### Request A
List every question posed in the passage on transistor costs below, in the order in which they appear.

### Source excerpt
Why does the price per transistor halve? I'm not really sure, but the short answer is "because we get better at growing perfect (imperfection-free) semiconductor crystals at a smaller size." So there are two variables: how small are the transistors? And how perfect are the transistors?

Roughly, if you can pack more transistors into a smaller space, the chance that you'll run into an imperfection in the crystal in the space you use will be less; the error rate in a crystal is about constant - and very low, but not quite zero.

Transistor sizes ("processes") come in steps. These are the sizes you hear about every time Intel builds a new fab: 0.04 micron, and so on. When a new process is introduced, it'll be buggy and produce a higher rate of imperfect transistors for a while; with practice, the manufacturing engineers get that error rate down, saving money because more of the chips on a particular wafer of silicon will be imperfection-free.

By the way, that's how it works: you buy these wafers of silicon, then you "print" circuits on it using one of many extremely crazy technologies, then you chop up the wafer and make chips out of it. Some of the chips will work (no imperfections), and some of them won't (at least one imperfection). Testing chips is a serious business, because it can sometimes be really hard to find the one transistor out of 25 million that is slightly wrong sometimes (at the wrong temperature) because of an imperfection. But they manage to do it. Very cool.

### Recorded data
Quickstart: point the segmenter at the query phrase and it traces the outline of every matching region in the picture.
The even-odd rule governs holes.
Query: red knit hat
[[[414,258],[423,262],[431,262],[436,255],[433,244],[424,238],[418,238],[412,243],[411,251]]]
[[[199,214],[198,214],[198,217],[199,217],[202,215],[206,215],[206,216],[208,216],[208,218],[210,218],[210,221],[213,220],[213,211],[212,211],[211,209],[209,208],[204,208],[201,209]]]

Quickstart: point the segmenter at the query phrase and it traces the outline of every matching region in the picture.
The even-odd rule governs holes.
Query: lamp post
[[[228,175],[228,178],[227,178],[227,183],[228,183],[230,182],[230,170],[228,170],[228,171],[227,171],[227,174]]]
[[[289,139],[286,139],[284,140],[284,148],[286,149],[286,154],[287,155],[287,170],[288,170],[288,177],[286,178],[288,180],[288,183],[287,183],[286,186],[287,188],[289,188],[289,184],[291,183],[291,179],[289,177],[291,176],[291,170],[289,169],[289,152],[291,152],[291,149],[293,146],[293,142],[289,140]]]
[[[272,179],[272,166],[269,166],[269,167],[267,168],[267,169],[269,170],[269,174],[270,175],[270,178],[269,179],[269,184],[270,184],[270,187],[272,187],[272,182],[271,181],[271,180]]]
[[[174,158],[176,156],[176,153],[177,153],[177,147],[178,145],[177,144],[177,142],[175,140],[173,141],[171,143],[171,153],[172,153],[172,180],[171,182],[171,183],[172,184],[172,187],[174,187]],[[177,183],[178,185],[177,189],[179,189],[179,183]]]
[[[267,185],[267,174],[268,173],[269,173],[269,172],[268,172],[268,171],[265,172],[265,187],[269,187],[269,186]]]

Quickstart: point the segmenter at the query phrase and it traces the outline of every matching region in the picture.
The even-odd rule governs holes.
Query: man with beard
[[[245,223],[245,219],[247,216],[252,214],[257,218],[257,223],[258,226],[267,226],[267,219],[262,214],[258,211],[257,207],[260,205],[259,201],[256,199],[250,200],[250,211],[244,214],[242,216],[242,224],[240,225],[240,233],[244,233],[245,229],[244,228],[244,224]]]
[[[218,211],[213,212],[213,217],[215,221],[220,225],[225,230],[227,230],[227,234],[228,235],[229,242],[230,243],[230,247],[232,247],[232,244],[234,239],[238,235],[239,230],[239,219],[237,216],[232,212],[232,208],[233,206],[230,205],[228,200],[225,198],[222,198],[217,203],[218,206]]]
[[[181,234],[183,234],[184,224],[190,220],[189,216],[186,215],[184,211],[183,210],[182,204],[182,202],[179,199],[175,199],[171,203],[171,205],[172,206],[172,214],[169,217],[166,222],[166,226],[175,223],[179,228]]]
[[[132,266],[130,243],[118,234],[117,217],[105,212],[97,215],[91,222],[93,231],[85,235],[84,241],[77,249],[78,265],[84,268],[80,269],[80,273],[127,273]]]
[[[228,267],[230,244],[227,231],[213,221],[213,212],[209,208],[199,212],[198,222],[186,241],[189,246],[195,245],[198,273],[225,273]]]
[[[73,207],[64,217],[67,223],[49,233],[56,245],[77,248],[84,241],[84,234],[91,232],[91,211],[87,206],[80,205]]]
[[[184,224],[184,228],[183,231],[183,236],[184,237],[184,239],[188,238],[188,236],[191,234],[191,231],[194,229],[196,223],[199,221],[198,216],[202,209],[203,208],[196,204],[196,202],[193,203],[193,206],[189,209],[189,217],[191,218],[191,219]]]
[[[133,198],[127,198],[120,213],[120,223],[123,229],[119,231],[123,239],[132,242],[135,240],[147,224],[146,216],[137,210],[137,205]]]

### Request B
Reproduce the records exactly, from their first line down through the line containing "Query: red knit hat", with both of those lines included.

### Finished answer A
Why does the price per transistor halve?
how small are the transistors?
how perfect are the transistors?

### Finished answer B
Quickstart: point the segmenter at the query phrase and it traces the outline of every matching region in the picture.
The even-odd rule governs holes.
Query: red knit hat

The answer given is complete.